** PROVIDED INFORMATION **
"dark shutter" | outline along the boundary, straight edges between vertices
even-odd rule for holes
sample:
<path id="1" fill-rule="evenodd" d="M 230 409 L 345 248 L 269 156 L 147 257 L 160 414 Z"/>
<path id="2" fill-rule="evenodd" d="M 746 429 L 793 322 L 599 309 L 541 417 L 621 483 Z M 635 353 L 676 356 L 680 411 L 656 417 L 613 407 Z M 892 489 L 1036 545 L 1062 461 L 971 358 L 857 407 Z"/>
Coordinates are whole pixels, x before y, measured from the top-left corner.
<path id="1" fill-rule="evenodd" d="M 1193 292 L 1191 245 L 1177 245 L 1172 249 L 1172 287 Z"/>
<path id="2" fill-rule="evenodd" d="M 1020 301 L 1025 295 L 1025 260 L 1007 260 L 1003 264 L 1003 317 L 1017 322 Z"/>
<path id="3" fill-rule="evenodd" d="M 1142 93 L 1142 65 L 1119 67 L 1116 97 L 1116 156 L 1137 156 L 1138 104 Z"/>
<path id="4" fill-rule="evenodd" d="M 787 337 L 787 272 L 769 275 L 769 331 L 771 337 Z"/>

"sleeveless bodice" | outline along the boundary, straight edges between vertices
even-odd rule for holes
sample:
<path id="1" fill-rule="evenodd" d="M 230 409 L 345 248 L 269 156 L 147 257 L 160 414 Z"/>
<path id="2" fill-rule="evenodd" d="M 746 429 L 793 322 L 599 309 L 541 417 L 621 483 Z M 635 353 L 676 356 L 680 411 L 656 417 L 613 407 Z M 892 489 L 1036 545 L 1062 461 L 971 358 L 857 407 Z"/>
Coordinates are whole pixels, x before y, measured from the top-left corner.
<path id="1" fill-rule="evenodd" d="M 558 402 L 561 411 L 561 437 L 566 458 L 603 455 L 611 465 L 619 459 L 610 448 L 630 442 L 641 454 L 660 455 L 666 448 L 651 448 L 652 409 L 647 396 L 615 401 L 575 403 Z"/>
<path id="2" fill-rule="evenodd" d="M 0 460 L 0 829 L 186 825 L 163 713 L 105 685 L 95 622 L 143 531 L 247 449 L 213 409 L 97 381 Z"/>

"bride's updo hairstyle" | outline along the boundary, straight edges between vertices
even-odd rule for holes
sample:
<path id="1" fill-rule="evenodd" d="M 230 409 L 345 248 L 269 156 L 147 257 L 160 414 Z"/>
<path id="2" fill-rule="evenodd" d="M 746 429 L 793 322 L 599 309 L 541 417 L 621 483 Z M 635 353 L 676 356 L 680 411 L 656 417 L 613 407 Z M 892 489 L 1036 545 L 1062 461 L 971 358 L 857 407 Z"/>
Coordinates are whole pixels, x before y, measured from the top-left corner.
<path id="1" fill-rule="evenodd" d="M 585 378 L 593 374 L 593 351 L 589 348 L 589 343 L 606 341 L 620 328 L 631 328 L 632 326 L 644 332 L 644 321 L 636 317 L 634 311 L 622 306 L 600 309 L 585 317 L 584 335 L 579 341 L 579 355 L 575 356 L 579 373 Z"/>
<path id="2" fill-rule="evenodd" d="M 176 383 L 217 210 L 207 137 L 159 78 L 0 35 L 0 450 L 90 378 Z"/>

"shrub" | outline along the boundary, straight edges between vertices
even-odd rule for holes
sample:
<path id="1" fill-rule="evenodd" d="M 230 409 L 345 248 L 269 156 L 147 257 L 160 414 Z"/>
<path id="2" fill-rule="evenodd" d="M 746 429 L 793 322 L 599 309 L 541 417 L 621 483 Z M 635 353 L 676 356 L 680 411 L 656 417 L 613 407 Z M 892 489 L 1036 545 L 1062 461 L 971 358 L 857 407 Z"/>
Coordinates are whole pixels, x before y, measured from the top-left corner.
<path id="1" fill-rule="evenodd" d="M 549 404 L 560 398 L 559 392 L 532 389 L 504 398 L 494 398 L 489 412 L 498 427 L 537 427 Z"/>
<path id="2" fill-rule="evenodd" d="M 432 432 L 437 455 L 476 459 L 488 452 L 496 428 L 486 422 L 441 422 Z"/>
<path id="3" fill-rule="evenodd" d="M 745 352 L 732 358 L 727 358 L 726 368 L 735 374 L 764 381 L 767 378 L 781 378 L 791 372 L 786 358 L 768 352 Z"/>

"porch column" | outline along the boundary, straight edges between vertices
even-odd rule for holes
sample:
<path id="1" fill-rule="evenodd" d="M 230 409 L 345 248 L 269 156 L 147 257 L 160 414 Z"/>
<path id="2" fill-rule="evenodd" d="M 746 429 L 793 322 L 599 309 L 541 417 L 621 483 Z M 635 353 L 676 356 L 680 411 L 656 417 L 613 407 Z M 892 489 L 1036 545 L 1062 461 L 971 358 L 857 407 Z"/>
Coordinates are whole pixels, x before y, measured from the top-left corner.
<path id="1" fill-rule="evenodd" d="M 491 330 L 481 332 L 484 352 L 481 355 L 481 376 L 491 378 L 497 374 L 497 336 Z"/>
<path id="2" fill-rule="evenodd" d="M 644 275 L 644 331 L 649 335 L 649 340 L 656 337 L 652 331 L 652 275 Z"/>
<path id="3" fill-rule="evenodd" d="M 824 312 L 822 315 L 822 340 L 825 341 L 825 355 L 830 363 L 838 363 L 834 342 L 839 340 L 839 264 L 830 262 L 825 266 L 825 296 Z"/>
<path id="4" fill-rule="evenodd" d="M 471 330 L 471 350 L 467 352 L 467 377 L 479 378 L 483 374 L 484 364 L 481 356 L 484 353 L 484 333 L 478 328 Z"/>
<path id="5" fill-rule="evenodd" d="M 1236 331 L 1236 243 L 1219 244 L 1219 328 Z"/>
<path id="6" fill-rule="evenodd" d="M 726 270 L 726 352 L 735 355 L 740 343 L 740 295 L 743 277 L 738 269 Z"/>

** INSTRUCTIONS TO FOLLOW **
Tally the lines above that contain the word "edges", treating case as significant, and reply with only the number.

** ANSWER TO THIS TASK **
5